start LISTED RECORDS

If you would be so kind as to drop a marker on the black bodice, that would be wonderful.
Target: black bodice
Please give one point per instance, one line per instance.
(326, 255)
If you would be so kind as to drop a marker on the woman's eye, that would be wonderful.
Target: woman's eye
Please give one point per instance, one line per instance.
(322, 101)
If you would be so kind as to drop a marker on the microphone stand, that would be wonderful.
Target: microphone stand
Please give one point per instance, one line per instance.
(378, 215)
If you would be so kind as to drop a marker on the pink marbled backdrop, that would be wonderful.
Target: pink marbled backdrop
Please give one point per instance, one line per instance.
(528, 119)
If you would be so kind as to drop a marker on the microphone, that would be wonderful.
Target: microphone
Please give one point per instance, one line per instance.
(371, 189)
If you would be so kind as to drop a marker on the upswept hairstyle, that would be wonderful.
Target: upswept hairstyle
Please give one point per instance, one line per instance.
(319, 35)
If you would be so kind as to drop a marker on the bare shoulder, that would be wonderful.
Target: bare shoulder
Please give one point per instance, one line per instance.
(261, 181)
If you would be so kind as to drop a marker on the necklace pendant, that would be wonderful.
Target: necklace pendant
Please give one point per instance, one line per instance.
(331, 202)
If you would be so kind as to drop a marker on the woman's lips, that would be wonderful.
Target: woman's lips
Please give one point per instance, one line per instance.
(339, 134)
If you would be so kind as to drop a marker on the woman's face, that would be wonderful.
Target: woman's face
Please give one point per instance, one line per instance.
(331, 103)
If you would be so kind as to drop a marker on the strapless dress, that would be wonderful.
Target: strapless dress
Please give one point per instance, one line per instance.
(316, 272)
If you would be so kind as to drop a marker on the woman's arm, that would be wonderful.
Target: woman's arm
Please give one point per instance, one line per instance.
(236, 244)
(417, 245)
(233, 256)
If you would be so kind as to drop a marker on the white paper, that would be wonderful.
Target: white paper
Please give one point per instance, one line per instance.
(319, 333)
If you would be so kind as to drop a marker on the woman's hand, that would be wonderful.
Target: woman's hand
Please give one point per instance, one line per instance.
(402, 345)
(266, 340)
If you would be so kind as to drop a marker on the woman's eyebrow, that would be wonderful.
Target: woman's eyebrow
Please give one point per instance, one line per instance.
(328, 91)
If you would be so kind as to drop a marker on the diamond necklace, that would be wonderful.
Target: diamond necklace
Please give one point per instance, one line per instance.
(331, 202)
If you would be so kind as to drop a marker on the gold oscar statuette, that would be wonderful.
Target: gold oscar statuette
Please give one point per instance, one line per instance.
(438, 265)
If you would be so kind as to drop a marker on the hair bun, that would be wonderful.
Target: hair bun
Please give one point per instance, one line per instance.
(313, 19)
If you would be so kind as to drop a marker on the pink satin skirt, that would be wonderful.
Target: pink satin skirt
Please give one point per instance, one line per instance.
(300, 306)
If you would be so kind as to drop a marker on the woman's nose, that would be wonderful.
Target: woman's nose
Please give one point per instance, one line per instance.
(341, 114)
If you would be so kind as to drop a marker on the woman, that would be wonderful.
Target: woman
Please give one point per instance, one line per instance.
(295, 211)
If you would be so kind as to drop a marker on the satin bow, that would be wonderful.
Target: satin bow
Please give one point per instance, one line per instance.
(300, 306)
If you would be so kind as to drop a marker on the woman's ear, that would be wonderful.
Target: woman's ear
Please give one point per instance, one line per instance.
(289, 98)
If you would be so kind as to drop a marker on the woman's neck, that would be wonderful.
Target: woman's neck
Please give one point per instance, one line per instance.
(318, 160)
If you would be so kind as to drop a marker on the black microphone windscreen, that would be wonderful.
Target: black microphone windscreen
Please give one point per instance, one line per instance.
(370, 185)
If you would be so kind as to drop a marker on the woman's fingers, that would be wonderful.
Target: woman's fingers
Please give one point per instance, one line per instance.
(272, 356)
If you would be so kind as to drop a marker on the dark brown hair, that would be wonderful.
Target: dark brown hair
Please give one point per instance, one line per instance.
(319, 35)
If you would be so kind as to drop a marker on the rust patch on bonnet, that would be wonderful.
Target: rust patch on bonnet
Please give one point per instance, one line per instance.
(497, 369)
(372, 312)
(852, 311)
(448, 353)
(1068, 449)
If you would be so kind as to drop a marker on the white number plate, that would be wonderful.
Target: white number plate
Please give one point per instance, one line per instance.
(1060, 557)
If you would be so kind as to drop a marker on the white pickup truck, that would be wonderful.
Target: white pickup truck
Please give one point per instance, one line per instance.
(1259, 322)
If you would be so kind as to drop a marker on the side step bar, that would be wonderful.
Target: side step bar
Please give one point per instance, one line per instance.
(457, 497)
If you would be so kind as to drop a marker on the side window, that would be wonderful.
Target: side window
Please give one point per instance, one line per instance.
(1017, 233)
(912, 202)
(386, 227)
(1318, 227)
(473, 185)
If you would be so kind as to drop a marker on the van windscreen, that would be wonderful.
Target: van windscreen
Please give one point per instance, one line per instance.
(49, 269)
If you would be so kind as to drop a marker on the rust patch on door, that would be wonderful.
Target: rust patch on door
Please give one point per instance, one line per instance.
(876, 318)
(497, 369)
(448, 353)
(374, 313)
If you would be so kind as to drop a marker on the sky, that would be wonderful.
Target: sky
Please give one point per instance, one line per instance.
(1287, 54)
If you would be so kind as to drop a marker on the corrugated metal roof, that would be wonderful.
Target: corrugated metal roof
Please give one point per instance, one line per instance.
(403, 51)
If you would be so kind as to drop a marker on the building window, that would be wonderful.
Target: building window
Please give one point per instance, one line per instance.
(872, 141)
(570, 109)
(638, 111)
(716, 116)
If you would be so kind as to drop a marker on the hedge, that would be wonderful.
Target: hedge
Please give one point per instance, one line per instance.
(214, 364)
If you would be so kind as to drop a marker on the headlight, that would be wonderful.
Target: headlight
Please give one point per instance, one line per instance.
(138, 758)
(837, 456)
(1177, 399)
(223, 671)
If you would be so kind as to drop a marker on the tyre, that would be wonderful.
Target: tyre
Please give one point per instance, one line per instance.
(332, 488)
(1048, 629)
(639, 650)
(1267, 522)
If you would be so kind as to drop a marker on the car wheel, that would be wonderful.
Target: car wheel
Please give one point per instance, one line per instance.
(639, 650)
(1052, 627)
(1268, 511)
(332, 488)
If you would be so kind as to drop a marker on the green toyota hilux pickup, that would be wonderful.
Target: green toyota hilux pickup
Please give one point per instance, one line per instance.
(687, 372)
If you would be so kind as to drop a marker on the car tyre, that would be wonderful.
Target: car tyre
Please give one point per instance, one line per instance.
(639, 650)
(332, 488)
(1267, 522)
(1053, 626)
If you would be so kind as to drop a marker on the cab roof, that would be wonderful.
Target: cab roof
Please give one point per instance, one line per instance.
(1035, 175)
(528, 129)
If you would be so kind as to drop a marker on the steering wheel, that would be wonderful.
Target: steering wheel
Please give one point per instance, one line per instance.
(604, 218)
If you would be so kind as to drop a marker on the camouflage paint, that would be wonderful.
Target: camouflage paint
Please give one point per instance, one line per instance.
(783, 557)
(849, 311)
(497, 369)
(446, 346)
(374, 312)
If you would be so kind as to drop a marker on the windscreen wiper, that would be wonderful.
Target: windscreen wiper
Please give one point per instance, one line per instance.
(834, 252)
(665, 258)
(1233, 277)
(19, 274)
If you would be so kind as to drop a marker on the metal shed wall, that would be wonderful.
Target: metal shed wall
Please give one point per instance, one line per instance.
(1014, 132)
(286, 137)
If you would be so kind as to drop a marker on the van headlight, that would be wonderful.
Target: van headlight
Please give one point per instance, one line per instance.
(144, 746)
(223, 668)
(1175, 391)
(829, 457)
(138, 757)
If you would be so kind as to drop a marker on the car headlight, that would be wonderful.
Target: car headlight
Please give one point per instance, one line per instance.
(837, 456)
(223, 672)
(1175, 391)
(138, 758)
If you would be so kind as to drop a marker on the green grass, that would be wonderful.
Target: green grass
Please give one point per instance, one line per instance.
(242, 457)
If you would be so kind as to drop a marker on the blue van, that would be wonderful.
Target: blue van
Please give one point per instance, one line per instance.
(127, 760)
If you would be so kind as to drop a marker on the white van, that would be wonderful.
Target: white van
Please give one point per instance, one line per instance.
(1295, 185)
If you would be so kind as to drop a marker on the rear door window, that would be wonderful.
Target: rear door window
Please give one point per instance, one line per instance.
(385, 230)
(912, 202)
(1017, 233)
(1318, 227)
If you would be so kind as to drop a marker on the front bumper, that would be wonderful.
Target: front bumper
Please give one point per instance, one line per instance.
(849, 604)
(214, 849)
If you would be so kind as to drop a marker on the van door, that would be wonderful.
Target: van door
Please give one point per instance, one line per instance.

end LISTED RECORDS

• _YOUR OBJECTIVE_
Reproduce the final stretch of the data above: every line from the one holding "white van, that would be wonderful." through the end, inclusive, exactly as written and nothing else.

• _FINISHED TASK_
If you would be so kind as to drop a marker on the white van, that would be wonderful.
Target: white van
Please give one point per instance, one line per instance.
(1295, 185)
If you would be so kind as to drop a marker on the rear door window, that would be wonderful.
Target: rear door window
Please give one point per instance, one line per instance.
(385, 230)
(912, 202)
(1017, 233)
(1318, 227)
If you would be so kind as to drop a marker on the front bumper, that would be wonderful.
Target: front bumper
Please give one point per instance, one line per instance.
(849, 604)
(214, 849)
If you would be so kind as to drop a marker on the van door, that would be wonderful.
Target: van door
Please give one point per instance, one line per instance.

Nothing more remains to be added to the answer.